(Beginning of Records for this exercise)
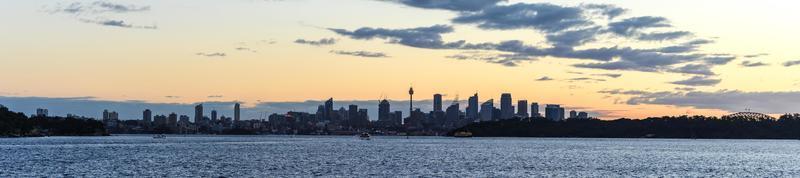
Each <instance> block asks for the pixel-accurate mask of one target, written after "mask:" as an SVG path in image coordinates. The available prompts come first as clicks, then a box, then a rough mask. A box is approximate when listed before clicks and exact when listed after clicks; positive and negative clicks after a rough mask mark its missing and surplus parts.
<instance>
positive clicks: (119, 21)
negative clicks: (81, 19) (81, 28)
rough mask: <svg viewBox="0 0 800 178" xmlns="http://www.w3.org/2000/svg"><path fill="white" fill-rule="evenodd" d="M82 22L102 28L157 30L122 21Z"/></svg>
mask: <svg viewBox="0 0 800 178" xmlns="http://www.w3.org/2000/svg"><path fill="white" fill-rule="evenodd" d="M81 21H82V22H86V23H92V24H98V25H103V26H111V27H121V28H137V29H157V28H158V27H157V26H137V25H131V24H128V23H126V22H125V21H122V20H87V19H82V20H81Z"/></svg>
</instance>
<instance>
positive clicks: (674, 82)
mask: <svg viewBox="0 0 800 178" xmlns="http://www.w3.org/2000/svg"><path fill="white" fill-rule="evenodd" d="M721 81H722V80H721V79H712V78H709V77H706V76H694V77H692V78H689V79H686V80H679V81H674V82H670V83H672V84H676V85H686V86H714V85H717V84H719V82H721Z"/></svg>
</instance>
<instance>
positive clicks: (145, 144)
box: [0, 135, 800, 177]
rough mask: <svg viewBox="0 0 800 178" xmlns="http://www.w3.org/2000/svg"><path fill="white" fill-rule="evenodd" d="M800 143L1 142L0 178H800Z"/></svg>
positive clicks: (27, 139)
mask: <svg viewBox="0 0 800 178" xmlns="http://www.w3.org/2000/svg"><path fill="white" fill-rule="evenodd" d="M799 152H800V141H797V140H691V139H593V138H592V139H590V138H450V137H410V138H408V139H406V137H381V136H373V138H372V139H371V140H361V139H358V138H357V137H356V136H179V135H168V136H167V138H166V139H153V137H152V136H151V135H122V136H110V137H40V138H0V165H2V166H0V177H131V176H135V177H140V176H157V177H187V176H191V177H196V176H201V177H219V176H224V177H308V176H341V177H397V176H401V177H406V176H413V177H417V176H423V177H528V176H546V177H608V176H613V177H618V176H635V177H639V176H714V177H716V176H728V177H731V176H733V177H742V176H755V177H786V176H800V154H798V153H799Z"/></svg>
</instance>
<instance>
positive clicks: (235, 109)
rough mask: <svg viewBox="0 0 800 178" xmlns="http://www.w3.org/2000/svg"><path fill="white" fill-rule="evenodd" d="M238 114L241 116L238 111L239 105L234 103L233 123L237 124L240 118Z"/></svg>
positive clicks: (233, 109) (239, 116)
mask: <svg viewBox="0 0 800 178" xmlns="http://www.w3.org/2000/svg"><path fill="white" fill-rule="evenodd" d="M240 114H241V111H240V110H239V103H236V104H234V105H233V121H234V122H239V119H240V117H241V115H240Z"/></svg>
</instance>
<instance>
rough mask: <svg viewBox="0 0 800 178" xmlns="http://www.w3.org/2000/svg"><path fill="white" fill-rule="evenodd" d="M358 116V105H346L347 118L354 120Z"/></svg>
mask: <svg viewBox="0 0 800 178" xmlns="http://www.w3.org/2000/svg"><path fill="white" fill-rule="evenodd" d="M358 117H359V114H358V105H355V104H351V105H350V106H348V109H347V119H349V120H350V121H354V120H358V119H359V118H358Z"/></svg>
(End of Records for this exercise)
* _Your assignment_
Using the data above, copy each line that contains "negative".

* _Solved exercise_
Each <instance> block asks for the pixel-accurate mask of one target, written after "mask:" as an SVG path in image coordinates. The available prompts come first as clicks, then a box, then a rough mask. A box is approximate when listed before clicks and exact when listed after clicks; positive and negative clicks after a rough mask mark its missing and surplus parts.
negative clicks: (81, 19) (81, 28)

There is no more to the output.